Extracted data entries
* * *

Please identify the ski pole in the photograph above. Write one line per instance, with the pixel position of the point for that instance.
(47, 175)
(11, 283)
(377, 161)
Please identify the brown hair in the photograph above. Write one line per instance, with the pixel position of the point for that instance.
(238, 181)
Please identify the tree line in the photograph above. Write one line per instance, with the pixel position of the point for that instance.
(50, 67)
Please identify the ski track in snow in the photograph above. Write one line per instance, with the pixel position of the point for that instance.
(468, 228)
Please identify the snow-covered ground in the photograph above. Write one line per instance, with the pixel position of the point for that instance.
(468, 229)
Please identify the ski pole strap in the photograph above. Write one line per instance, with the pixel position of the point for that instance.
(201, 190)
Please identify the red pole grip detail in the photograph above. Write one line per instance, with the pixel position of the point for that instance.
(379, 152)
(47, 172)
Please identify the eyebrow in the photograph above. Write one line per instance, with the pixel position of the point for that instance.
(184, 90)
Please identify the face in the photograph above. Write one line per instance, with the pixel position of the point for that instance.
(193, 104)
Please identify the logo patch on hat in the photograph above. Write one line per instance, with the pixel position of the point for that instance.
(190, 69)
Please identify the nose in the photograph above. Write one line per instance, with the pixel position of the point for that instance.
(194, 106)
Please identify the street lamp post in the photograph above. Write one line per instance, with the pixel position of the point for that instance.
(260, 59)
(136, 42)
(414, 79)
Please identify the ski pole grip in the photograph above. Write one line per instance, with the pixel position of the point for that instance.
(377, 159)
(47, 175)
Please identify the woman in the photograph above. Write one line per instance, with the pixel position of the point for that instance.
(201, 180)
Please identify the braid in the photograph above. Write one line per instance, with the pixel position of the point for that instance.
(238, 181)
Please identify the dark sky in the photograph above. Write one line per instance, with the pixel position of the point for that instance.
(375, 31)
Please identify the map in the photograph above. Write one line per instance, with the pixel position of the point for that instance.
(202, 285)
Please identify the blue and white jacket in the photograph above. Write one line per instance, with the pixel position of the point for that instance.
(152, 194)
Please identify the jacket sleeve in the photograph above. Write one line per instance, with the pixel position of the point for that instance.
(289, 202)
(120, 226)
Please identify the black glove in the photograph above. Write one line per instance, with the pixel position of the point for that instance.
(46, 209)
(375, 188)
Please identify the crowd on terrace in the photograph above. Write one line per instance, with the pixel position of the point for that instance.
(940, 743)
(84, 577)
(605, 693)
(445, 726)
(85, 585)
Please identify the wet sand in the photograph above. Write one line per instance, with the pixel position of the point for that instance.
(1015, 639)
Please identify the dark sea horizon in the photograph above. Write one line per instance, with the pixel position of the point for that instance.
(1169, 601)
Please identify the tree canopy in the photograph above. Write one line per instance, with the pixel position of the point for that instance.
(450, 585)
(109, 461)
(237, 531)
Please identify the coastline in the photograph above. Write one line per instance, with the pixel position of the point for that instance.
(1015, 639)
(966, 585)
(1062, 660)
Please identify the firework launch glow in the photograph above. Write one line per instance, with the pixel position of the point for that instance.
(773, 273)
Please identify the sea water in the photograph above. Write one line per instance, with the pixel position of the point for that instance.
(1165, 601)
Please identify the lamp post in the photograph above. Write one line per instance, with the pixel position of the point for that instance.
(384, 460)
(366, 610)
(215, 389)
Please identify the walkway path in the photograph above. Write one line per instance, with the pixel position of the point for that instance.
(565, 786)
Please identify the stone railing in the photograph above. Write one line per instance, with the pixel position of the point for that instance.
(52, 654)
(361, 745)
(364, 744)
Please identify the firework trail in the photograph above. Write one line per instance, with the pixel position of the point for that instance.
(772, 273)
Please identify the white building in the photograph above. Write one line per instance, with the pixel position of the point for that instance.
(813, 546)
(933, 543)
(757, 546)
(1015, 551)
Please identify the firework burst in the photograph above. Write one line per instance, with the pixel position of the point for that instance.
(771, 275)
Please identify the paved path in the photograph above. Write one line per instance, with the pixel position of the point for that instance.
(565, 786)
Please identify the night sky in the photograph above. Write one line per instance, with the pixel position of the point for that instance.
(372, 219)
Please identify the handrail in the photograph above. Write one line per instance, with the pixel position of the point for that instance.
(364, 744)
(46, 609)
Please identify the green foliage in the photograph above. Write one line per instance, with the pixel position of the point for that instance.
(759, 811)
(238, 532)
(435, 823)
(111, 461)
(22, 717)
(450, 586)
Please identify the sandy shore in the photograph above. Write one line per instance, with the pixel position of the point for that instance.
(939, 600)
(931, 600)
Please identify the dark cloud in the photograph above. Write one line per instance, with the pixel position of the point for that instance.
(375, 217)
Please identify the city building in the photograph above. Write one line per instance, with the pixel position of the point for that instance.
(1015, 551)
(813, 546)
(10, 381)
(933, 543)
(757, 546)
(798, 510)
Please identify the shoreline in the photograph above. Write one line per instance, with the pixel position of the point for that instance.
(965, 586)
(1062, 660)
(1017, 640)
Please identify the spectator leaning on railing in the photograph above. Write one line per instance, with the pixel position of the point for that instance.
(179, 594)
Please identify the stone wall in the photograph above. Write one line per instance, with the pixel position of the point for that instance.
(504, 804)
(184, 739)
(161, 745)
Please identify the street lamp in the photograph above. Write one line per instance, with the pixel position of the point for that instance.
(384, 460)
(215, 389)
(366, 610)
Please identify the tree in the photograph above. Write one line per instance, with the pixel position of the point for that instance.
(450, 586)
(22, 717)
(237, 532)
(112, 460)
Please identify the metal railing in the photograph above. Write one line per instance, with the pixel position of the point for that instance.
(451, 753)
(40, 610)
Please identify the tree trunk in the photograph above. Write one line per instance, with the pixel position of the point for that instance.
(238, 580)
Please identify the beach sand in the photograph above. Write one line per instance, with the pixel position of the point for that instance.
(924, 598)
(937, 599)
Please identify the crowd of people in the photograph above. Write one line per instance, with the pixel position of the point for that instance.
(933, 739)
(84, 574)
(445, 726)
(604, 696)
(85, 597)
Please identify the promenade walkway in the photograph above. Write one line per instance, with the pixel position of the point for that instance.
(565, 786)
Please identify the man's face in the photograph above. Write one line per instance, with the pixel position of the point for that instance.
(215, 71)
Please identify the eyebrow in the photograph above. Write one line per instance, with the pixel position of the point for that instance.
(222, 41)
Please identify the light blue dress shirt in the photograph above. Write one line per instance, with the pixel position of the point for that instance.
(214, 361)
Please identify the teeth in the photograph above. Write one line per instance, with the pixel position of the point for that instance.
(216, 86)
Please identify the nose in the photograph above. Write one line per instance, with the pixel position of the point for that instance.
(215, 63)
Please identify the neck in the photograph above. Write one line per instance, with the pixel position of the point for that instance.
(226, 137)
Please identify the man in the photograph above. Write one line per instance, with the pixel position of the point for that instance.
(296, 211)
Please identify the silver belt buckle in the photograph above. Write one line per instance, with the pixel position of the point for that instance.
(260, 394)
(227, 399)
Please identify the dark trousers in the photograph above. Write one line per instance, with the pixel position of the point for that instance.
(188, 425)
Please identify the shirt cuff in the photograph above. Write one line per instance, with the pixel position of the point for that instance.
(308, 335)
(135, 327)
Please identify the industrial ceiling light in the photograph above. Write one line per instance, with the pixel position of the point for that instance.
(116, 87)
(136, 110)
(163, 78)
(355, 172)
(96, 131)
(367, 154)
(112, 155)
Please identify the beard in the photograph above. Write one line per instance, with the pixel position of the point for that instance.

* * *

* [Aim of the task]:
Each record above must be restated in full, word for word.

* [Answer box]:
Please identify the ski pole in the photograph above. Write one line per instance, with the pixel position of the point for that instance.
(47, 175)
(11, 283)
(377, 161)
Please identify the brown hair in the photograph above. Write one line per instance, with the pixel position of the point for that instance.
(238, 181)
Please identify the tree line in the photograph above. Write one line per instance, with the pixel position of the point for that instance.
(50, 67)
Please identify the ski track in snow in the photograph above. Write one line per instance, with the pixel position of the point for that instance.
(468, 228)
Please identify the snow-covered ground in the photograph above. Write one line per instance, with the pixel position of the point for that instance.
(468, 229)
Please identify the ski pole strap in the photograph above. Write one line per instance, with the pixel position of the point for that instance.
(201, 190)
Please identify the red pole grip detail in the photograph above. Write one line per instance, with the pixel position of the point for that instance.
(379, 152)
(47, 172)
Please identify the eyebrow in the photograph above. Write one line per instance, with the pixel position of the point for that instance.
(184, 90)
Please identify the face in the photograph above. Write one line per instance, with the pixel position of the point for that instance.
(193, 104)
Please identify the logo patch on hat in the photograph above. Write one line per instance, with the pixel position of the point for that instance.
(190, 69)
Please identify the nose in the photograph above. Write one line per instance, with the pixel position of the point for that instance.
(194, 106)
Please identify the street lamp post in the photograph above. Write one line per instance, with the pixel position of the point for that instance.
(260, 59)
(136, 42)
(414, 79)
Please identify the ski pole grip in the photograph above. Write one line per instance, with the pixel position of the point for that instance.
(377, 159)
(47, 175)
Please identify the woman in the photograph above. Write one line per instance, with the pixel position of the point for that instance.
(201, 180)
Please identify the braid in the photograph above. Write one line per instance, with the pixel position of the point for that instance.
(238, 181)
Please identify the dark sky in the photograph above. Write one line per instance, with the pixel position of the point for that instance.
(375, 31)
Please identify the map in the photograph above. Write one line per instance, with the pixel position of the point for that instance.
(202, 285)
Please identify the blue and white jacket in the photograph above. Write one line per instance, with the pixel position of the point for that instance.
(152, 194)
Please identify the jacket sleeve in the photograph above. Write one line per instance, with the pixel position of the point for that instance.
(289, 202)
(120, 226)
Please identify the black glove in the photograph above. Write one line per instance, with the pixel position of the point for that instance.
(46, 209)
(375, 188)
Please identify the crowd on terrace in the photograph above. Write one line per instance, with the pixel position of the point for that instance.
(940, 743)
(84, 577)
(605, 693)
(445, 726)
(85, 585)
Please identify the wet sand in the photograph above. Write one line per instance, with the pixel position of the point for that instance.
(1015, 639)
Please identify the dark sea horizon in the photograph above. Write one line per instance, with the pixel position of the point for that instance.
(1169, 601)
Please identify the tree canopy in the photograph above. Write one line per instance, with the pixel position of the point for that instance.
(450, 585)
(109, 461)
(237, 531)
Please identify the coastline in the photograph above. Write one line per instance, with the pixel position of the point for that instance.
(1015, 639)
(966, 585)
(1062, 660)
Please identify the firework launch glow in the photograph above. Write one line per instance, with the pixel position of the point for that instance.
(773, 273)
Please identify the sea water in the photograph above. Write one line per instance, with the pixel position of the point for that instance.
(1165, 601)
Please identify the lamp post in the photograph above. Write one line per instance, with the pixel position of the point for that instance.
(384, 460)
(366, 610)
(215, 389)
Please identify the walkway path in the photograph above. Write one line per instance, with the pixel position of the point for that instance.
(565, 786)
Please identify the stone railing in the photograph above. Write one line per instance, with the pixel position of the point for that instance.
(52, 654)
(361, 745)
(364, 744)
Please identify the firework trail in the photograph above. Write one line per instance, with the pixel position of the point for that instance.
(772, 273)
Please identify the white building in the photograph above. Write one line per instance, with the pixel position of the point for that instance.
(813, 546)
(933, 543)
(757, 546)
(1015, 551)
Please identify the firework burst in the photograph above. Write one line per instance, with the pixel position of the point for that instance.
(771, 275)
Please identify the paved path in the photograph above. Write one line per instance, with the pixel position of the point for that instance.
(565, 786)
Please identify the night sky in the photograph above. Write one line per instance, with the pixel position of the point for that instance.
(372, 219)
Please identify the handrail in the photograph above. Write one line per instance, with the pixel position of the point for that instance.
(364, 744)
(46, 609)
Please identify the green foliage in the photograph above. Write one line per instance, with the pixel position of the point for that instance.
(759, 811)
(238, 532)
(435, 823)
(111, 461)
(22, 717)
(450, 586)
Please identify the sandy shore in the photograph above. Write one line per instance, with the pixel position of the point for that instance.
(939, 600)
(931, 600)
Please identify the dark cloud in the photograph above. Write one line per instance, with the pixel position of the point for that instance.
(375, 217)
Please identify the city building in the photograph above. Write one line per instance, with the pixel position of the point for that instance.
(1015, 551)
(813, 546)
(10, 381)
(933, 543)
(757, 546)
(798, 510)
Please identify the shoreline in the photograph above. Write one line per instance, with the pixel position of the point for that instance.
(965, 586)
(1062, 660)
(1017, 640)
Please identify the spectator leaning on railing in the photograph above. Write one line per instance, with the pixel position of the point for that instance.
(179, 594)
Please identify the stone wall in the photograph above. Write one line per instance, with the pixel position of the point for that instance.
(504, 804)
(184, 739)
(161, 745)
Please identify the street lamp in the photograph above. Write one line per instance, with the pixel position of the point for that instance.
(384, 460)
(215, 389)
(366, 610)
Please identify the tree in the photograph above. Write one line per instance, with the pixel position of the point for that instance.
(450, 586)
(22, 717)
(237, 532)
(112, 460)
Please identify the metal railing in the photograph above. Write one line per instance, with the pixel position of the point for that instance.
(451, 753)
(40, 610)
Please identify the tree trunk in the photograph above. Write one line per instance, with the pixel position of the point for that instance.
(238, 580)
Please identify the beach sand in the photograph above. Write one line per instance, with the pixel position of the point for that instance.
(924, 598)
(937, 599)
Please identify the crowd of people in the photograph above. Write one line per instance, with the pixel position of the point for that instance.
(933, 739)
(84, 574)
(445, 726)
(604, 696)
(85, 597)
Please identify the promenade walkway in the photograph above. Write one line per instance, with the pixel position of the point for that instance.
(565, 786)
Please identify the man's face in the photograph above. Write one line per instance, with the pixel position of the point for that instance.
(215, 71)
Please identify the eyebrow in the photograph above. Write one line per instance, with the pixel position of the point for that instance.
(222, 41)
Please identify the light blue dress shirt in the photograph above. Write one line per instance, with the pixel position of the point for that instance.
(214, 361)
Please identify the teeth in the photograph above. Write one line per instance, with the pixel position of the point for that instance.
(216, 86)
Please identify the nose in the photograph above. Write one line per instance, with the pixel position of the point for that instance.
(215, 63)
Please identify the neck in the photograph above. Write one line per instance, with the pixel position of the point for that instance.
(226, 137)
Please identify the man in the photograph above. Write one line per instance, with the pixel position of the point for that instance.
(296, 211)
Please identify the silver belt buckle in the photograph above. Write one line per instance, with the pixel position of the point for that instance.
(260, 394)
(227, 399)
Please identify the dark trousers in the photograph above. Write one line per instance, with the pixel position of the point for that instance.
(188, 425)
Please identify the shirt cuff in the photograph above. Write one line per instance, with the pixel position of the point for that instance.
(308, 335)
(135, 327)
Please identify the industrial ceiling light in the photograph above. Write one line per instance, with the pixel position of the point for that instance.
(116, 87)
(136, 110)
(163, 78)
(355, 172)
(96, 131)
(367, 154)
(112, 155)
Please identify the beard in the photograph above. Write one line per instance, with the pixel position of the point for that instance.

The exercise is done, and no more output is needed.